[Opening EXERCISE DATA section]

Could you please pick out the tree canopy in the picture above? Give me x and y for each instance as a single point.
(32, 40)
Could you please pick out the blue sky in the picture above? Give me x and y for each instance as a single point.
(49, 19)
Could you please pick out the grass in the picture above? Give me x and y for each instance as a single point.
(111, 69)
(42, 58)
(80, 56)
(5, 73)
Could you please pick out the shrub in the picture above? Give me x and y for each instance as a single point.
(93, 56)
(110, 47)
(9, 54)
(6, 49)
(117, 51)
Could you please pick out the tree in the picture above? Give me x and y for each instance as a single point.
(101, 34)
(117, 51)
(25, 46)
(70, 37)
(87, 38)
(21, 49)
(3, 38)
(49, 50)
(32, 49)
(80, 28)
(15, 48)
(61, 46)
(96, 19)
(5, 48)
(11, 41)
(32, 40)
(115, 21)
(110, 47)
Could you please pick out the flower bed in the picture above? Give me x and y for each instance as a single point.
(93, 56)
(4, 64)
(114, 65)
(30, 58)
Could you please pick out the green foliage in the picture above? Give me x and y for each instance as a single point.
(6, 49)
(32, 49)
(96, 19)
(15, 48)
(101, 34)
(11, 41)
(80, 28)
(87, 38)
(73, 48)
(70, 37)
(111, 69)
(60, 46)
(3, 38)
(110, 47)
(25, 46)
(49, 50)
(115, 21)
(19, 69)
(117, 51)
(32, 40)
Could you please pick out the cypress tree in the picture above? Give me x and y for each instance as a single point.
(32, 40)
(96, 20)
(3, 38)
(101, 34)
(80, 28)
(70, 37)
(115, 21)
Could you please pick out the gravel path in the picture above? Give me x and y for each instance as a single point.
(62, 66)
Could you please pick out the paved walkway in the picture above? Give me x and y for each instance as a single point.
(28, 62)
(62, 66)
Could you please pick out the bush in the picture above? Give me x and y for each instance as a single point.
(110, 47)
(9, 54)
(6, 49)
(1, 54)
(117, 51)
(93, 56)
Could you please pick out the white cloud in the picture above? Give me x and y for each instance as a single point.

[Closing EXERCISE DATA section]

WHAT IS BEING ASKED ▸ Each record is to be repeated word for word, with none skipped.

ANSWER ▸
Could you please pick out the tree canopy in the picture above? Give me x and y for each instance as a single point.
(32, 40)
Could you please pick out the blue sky in the picture above? Give me x and y for each instance as a single point.
(49, 19)
Could you please pick out the grass in the picture above? Give me x and y for each instance as a single point.
(111, 69)
(42, 58)
(80, 56)
(5, 73)
Could you please pick out the shrub in the picture above? Give me x and y for each instance as a single point.
(93, 56)
(110, 47)
(9, 54)
(6, 49)
(117, 51)
Could you please pick out the tree in the picture above? Give me x and y for each instance as a single point.
(101, 34)
(117, 51)
(25, 46)
(70, 37)
(87, 38)
(21, 49)
(3, 38)
(49, 50)
(32, 49)
(80, 28)
(15, 48)
(61, 46)
(96, 19)
(5, 48)
(11, 41)
(32, 40)
(115, 21)
(110, 47)
Could you please pick out the flower bed in the picture above? Give me x and y for each instance as a single point.
(93, 56)
(4, 64)
(114, 65)
(30, 58)
Could you please pick out the green foliage in the picture above? Give me x and y for each instance as a single point.
(6, 49)
(32, 49)
(96, 19)
(15, 48)
(101, 34)
(11, 41)
(80, 28)
(87, 38)
(73, 48)
(70, 37)
(111, 69)
(60, 46)
(3, 38)
(110, 47)
(25, 46)
(49, 50)
(115, 21)
(19, 69)
(117, 51)
(32, 40)
Could you please pick out the cypress tree in the picture above? Give me x and y for each instance as a single point.
(32, 40)
(96, 20)
(3, 38)
(101, 34)
(80, 28)
(70, 37)
(115, 21)
Could you please pick out the gravel path in the picture above? Give me x and y for each instance as a single point.
(62, 66)
Could you please pick out the paved walkway in the picture above? Give me x and y for each instance as a single point.
(28, 62)
(62, 66)
Could you please pick out the bush in the picture above? Give me x and y for each instance as a single point.
(110, 47)
(9, 54)
(6, 49)
(1, 54)
(117, 51)
(93, 56)
Could you please pick out the white cloud in the picture above? Give me x and y for each instance as a single point.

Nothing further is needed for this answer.